====== Page

The 2021 Plano municipal elections took place on May 1, 2021. In addition to the mayoral election (Place 6), seats were contested for Places 2, 4, and 8, as well as a special election for Place 7. No candidate received a majority of the total vote in Places 2 and 7, so the two top vote-earners advanced to a runoff election. This election took place on June 5, 2021. Due to term limits, incumbent mayor Harry LaRosiliere was ineligible to run for a third term.

Council Seats

Place 2 
The incumbent, Anthony Ricciardelli, won re-election to a second term. Steve Lavine challenged him.

Place 4 
The incumbent, Kayci Prince, ran for re-election to a second term. Justin Adcock, Nassat Parveen, and Vidal Quintanilla also contested this race.

Runoff 
No candidate received 50% of the vote, so a runoff was held between Prince and Adcock on June 5, 2021. Prince won the runoff, retaining her seat on the council.

Place 6 (Mayor) 
The incumbent mayor, Harry LaRosiliere, was ineligible to run for a third term due to term limits. John Muns won the open seat, defeating challengers Lily Bao and Lydia Ortega.

============
====== Input data

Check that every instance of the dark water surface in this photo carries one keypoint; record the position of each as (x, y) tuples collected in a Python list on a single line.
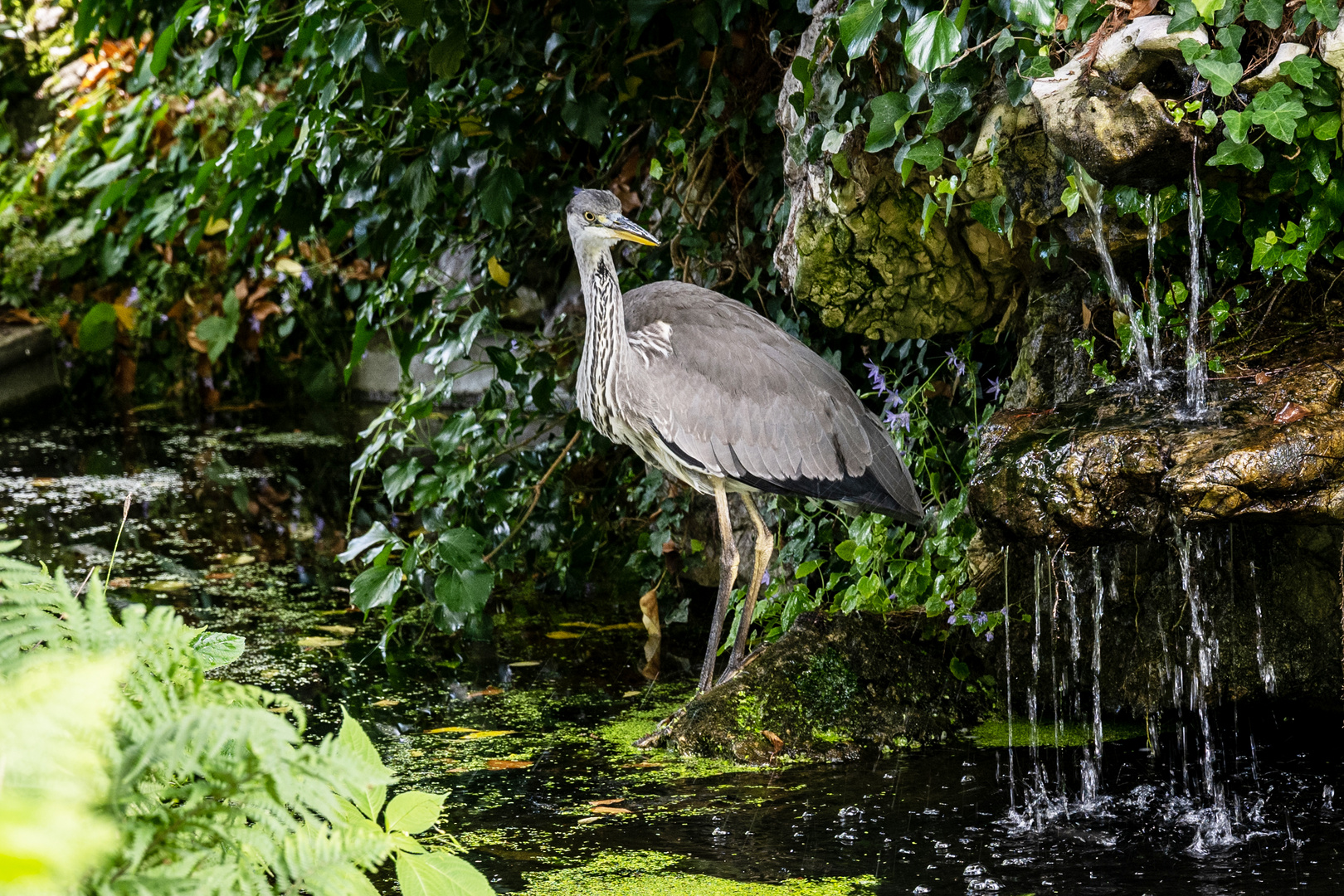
[(236, 524)]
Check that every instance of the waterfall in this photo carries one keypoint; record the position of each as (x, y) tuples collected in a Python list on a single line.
[(1090, 192), (1195, 373), (1155, 317)]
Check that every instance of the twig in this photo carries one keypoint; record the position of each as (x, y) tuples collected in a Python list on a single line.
[(537, 496)]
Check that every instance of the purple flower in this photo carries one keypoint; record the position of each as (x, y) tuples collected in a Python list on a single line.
[(875, 377), (894, 419)]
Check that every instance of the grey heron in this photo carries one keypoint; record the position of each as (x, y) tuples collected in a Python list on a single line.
[(723, 399)]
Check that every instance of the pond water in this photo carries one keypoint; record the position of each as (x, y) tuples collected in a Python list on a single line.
[(527, 722)]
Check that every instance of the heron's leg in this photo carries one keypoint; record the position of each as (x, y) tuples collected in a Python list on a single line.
[(728, 575), (763, 548)]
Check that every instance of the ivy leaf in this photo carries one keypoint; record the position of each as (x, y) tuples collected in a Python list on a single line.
[(1277, 110), (413, 811), (932, 42), (859, 26), (888, 116), (1038, 14), (1222, 75), (464, 590), (1238, 123), (461, 548), (1234, 153), (440, 874), (1326, 11), (348, 42), (1268, 11), (1301, 71), (498, 193), (375, 587)]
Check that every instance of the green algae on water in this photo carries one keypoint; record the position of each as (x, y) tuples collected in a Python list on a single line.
[(641, 872), (993, 733)]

============

### Stated goal 1
According to the article on the 2021 Plano elections, which candidates contested the Place 4 council seat?
### Stated goal 2
Rewrite the records from their first line through the line containing "[(236, 524)]", inclusive, shifting every coordinate in the answers by adding 35 to it. Leave the pictures out.
The article on the 2021 Plano elections and the records are separate material.

### Task result 1
Kayci Prince, Justin Adcock, Nassat Parveen, and Vidal Quintanilla.

### Task result 2
Check that every instance of the dark water surface in this photo carries one keypoint; record the position of each as (x, y) tuples collected in a Python list on a single line.
[(271, 559)]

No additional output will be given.